But even before the governor’s COVID order to universities and schools, I felt consistently moved by the professionalism, dedication and focus of staff from so many units at this University. So often I saw able staff stay mission focused in service to student success. Likewise, I have been touched by fellow Faculty that have stepped up to answer the call for service to the University leveraging their expertise and experience to sustain the institution and support our students. However, so often such efforts ran up to the limits imposed by budgets, shaped by statute and NC General Assembly priorities. 

A principle of shared governance in higher education is that academic freedom affords Faculty the supervision of the curriculum while the Administration, under the regulations of the UNC system and ultimately the General Assembly, control the purse. At issue is the many ways purse and curricula overlap. We are now a decade after the US Supreme Court landmark decision Citizens United vs. FEC that introduced the expression “money is speech” into current parlance: money spent carries with it, presumably, information about one’s values by how it’s allocated and hence makes it protected. As a corollary, it follows that state budgets also carry information about collective values and priorities. When it comes to education, budgets are curriculum. The General Assembly may not be able to explicitly inject content into our syllabi, but in its budget implementations it implicitly does.
================
▶ [Tasks to complete]
[A] Reproduce everything in the passage on university budgets from "A principle of" down to "it implicitly does." word for word.
[B] In the passage on university budgets, which US Supreme Court decision brought the expression "money is speech" into current use?
Rely only on the passage on university budgets for your answers.

Data excerpts
================
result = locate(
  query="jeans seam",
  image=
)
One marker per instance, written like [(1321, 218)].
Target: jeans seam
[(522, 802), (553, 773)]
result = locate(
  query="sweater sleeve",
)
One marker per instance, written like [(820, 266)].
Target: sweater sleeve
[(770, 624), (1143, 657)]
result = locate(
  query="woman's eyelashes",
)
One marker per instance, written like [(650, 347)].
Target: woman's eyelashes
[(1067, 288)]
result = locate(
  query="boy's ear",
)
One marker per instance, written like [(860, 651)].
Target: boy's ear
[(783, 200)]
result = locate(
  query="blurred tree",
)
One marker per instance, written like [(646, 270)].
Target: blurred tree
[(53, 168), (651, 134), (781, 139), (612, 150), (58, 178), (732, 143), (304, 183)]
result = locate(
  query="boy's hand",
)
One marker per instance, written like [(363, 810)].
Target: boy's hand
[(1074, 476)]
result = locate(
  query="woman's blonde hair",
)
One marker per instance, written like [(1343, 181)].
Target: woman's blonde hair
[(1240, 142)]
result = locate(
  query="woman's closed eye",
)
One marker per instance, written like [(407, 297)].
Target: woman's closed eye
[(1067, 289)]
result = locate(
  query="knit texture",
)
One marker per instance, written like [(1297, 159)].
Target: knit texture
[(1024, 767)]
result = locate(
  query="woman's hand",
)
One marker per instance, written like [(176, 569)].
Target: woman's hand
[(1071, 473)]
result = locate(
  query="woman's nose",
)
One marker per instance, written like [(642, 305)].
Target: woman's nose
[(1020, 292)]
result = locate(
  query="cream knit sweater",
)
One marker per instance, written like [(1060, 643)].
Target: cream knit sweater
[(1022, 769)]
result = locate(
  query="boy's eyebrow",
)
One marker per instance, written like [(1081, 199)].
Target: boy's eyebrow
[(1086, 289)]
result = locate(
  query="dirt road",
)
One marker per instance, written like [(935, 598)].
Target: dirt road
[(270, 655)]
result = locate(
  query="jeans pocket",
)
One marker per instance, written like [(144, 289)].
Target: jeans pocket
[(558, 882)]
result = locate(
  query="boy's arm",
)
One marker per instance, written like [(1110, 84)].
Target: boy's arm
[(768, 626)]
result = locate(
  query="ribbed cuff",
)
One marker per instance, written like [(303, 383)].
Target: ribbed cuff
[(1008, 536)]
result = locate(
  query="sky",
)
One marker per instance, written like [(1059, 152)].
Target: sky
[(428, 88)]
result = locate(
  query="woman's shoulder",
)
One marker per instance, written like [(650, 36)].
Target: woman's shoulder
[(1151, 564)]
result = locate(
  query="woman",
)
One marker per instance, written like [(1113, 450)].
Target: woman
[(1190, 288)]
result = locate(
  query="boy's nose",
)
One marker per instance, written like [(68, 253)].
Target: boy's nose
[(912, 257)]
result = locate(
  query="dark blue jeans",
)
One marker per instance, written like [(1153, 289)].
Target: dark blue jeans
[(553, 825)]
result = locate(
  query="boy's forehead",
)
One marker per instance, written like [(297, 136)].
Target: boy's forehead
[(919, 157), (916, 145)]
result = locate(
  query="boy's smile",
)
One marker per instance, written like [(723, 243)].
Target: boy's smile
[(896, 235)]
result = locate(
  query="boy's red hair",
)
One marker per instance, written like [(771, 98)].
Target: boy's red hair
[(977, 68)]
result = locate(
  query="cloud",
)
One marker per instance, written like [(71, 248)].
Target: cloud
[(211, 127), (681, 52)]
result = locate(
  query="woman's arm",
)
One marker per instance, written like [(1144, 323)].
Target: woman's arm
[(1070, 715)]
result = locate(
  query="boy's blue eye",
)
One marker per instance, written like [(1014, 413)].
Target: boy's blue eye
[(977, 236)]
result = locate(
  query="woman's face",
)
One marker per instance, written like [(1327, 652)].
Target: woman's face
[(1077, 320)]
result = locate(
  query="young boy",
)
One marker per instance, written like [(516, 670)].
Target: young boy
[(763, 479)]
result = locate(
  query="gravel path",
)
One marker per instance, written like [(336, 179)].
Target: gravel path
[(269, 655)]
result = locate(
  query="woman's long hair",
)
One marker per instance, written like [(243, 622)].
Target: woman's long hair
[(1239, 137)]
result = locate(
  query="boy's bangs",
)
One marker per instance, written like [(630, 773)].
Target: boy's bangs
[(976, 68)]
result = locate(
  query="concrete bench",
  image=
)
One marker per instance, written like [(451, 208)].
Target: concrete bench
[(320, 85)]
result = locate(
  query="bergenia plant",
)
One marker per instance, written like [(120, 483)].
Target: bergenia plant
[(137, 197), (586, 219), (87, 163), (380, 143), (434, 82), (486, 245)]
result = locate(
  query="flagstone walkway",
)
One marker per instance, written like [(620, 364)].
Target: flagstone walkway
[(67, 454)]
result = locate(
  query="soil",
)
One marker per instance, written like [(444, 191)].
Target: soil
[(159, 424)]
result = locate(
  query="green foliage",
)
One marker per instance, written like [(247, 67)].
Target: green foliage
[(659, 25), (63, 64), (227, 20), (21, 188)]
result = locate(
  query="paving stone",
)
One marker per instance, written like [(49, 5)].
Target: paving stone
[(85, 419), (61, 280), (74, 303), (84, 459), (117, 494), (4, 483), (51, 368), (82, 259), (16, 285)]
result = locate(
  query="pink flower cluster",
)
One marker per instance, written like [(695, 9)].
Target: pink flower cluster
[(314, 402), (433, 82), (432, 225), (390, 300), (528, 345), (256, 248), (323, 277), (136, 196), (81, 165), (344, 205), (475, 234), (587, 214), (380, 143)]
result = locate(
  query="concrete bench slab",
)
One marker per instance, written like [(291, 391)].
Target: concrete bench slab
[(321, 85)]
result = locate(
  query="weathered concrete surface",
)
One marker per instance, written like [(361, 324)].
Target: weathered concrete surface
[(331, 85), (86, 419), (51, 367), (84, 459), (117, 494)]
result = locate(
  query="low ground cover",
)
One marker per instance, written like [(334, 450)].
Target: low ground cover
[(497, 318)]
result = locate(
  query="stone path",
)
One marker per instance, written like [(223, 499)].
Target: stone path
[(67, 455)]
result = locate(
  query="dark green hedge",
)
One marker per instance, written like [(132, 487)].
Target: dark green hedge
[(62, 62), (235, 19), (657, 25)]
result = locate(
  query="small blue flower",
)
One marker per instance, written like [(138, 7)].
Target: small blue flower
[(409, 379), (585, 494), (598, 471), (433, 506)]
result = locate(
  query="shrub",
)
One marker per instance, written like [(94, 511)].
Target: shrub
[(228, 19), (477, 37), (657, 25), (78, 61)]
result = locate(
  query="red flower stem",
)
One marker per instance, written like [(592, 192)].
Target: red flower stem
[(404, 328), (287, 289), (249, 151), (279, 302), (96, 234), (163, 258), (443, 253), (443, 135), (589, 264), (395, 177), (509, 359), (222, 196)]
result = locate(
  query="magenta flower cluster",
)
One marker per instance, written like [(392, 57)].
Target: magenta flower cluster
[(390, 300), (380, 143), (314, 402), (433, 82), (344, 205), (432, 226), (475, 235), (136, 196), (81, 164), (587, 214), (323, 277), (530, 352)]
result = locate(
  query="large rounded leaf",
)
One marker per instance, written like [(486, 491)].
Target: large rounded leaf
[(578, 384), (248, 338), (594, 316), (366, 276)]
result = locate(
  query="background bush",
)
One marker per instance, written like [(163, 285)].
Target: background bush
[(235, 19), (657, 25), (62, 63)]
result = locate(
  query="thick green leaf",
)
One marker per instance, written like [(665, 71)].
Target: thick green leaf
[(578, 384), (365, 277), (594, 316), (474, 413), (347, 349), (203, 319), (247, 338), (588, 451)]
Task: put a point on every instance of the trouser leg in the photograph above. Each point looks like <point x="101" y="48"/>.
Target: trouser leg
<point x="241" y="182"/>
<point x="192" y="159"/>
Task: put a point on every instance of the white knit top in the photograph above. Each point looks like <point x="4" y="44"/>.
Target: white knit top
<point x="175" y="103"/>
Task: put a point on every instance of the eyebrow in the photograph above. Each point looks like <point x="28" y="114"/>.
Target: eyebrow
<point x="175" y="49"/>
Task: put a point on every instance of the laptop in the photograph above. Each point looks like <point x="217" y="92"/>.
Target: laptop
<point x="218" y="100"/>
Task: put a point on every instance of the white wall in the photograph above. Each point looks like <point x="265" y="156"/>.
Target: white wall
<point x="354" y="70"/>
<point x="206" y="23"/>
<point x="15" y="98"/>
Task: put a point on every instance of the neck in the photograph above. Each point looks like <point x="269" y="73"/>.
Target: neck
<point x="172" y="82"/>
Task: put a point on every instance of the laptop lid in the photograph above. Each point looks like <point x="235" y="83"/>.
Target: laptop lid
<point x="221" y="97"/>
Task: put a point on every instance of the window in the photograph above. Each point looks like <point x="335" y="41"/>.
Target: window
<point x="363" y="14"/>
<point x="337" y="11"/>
================
▶ [Task-by-task outputs]
[A]
A principle of shared governance in higher education is that academic freedom affords Faculty the supervision of the curriculum while the Administration, under the regulations of the UNC system and ultimately the General Assembly, control the purse. At issue is the many ways purse and curricula overlap. We are now a decade after the US Supreme Court landmark decision Citizens United vs. FEC that introduced the expression “money is speech” into current parlance: money spent carries with it, presumably, information about one’s values by how it’s allocated and hence makes it protected. As a corollary, it follows that state budgets also carry information about collective values and priorities. When it comes to education, budgets are curriculum. The General Assembly may not be able to explicitly inject content into our syllabi, but in its budget implementations it implicitly does.

[B] Citizens United vs. FEC